- [Extrait du document]
Comme bon nombre de ses congénères avant elle, l’actrice X française Katsuni a décidé de stopper sa carrière porno en 2013 pour s’adonner à une carrière artistique dite « classique ».
Point de single d’eurodance à l’horizon pour Céline Tran, son vrai nom, mais l’écriture d’une bande dessinée à l’esthétique vampiriste trash. Une distinction de plus pour celle qui dit préférer lire Georges Bataille plutôt que de mater un bon vieux porno pour trouver l’excitation.
Rencontre avec une légende du X en pleine mutation pour Brain-Magazine.
On a récemment pu te voir dans une vidéo avec des combats d’arts martiaux à la Kill Bill. De quoi s’agit-il ?
Céline Tran (Katsuni) : C’est une vidéo promotionnelle qui accompagne la sortie de ma BD. En fait, le concepteur de la BD a l’habitude de tourner des petites vidéos pour sa collection avec ses propres moyens. D’ailleurs c’est comme cela que tout a commencé : il m’avait contactée pour incarner un personnage de danseuse dans l’une de ses vidéos. Puis ça a débouché sur une collaboration autour de l’écriture de la BD. Je me suis bien marrée à tourner cette vidéo, c’était une première pour moi de tourner une scène de combat. C’est cool de pouvoir interpréter un personnage, en l’occurrence le personnage qui a été inspiré de mes traits, de mon histoire. J’ai voulu faire quelque chose de différent de là où l’on m’attendait. En BD, on peut tout se permettre, il n’y a pas de limite de budget. Le thème du vampirisme est très présent, et en cela, il y a un lien avec la pornographie, qui incarne ma vie d’avant.
A quel moment et pourquoi as-tu décidé d’arrêter le porno ?
Ca s’est fait de manière ultra-spontanée, c’est un ensemble de choses. J’ai arrêté pour les mêmes raisons que j’ai commencé. Quand j’ai commencé, c’était pour aller à l’opposé de ma personnalité – je suis quelqu’un de très pudique, normalement. Au bout d’un moment, quand on a exploré ce métier avec tous ses plaisirs, ses vices et qu’on se rend compte que sexuellement, on a tout fait, on réalise qu’on se retrouve à «bosser». Je me suis rendue compte que le milieu avait changé, et que moi aussi j’avais changé. Ca ne m’amusait plus ; je pouvais continuer d’en vivre, mais mon vrai moteur, ce n’était pas ça. J’avais la sensation de ne plus rien apprendre. Je ne voulais pas m’ennuyer ni me lasser en exerçant un métier aussi intime – c’est destructeur sinon.

Enregistrements stockés
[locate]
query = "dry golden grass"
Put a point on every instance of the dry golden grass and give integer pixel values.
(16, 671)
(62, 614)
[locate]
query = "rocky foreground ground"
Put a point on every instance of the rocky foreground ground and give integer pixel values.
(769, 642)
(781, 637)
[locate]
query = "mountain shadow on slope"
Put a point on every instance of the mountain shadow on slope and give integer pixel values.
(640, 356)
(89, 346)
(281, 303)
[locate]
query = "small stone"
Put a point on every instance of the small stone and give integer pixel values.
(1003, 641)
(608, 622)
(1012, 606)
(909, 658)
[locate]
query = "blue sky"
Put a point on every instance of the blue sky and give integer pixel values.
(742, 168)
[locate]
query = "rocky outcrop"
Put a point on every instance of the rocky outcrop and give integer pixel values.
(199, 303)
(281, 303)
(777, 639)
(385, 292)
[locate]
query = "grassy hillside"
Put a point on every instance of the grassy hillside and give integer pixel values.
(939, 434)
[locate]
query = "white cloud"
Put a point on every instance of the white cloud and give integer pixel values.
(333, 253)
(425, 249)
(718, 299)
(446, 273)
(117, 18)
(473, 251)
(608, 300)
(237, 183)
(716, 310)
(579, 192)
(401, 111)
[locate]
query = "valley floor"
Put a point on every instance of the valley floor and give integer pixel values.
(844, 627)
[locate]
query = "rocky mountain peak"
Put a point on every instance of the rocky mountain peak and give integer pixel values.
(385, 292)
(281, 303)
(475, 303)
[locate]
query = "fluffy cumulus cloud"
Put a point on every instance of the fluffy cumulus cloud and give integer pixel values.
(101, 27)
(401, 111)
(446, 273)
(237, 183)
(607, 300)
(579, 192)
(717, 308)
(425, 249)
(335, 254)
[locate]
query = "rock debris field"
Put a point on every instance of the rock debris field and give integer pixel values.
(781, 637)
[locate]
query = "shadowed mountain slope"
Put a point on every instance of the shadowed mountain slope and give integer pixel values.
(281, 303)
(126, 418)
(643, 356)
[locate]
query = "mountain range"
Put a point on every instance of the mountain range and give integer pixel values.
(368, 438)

- [Consigne] Selon l'extrait du document, quel est le vrai nom de Katsuni ?

- [Résultat] Céline Tran.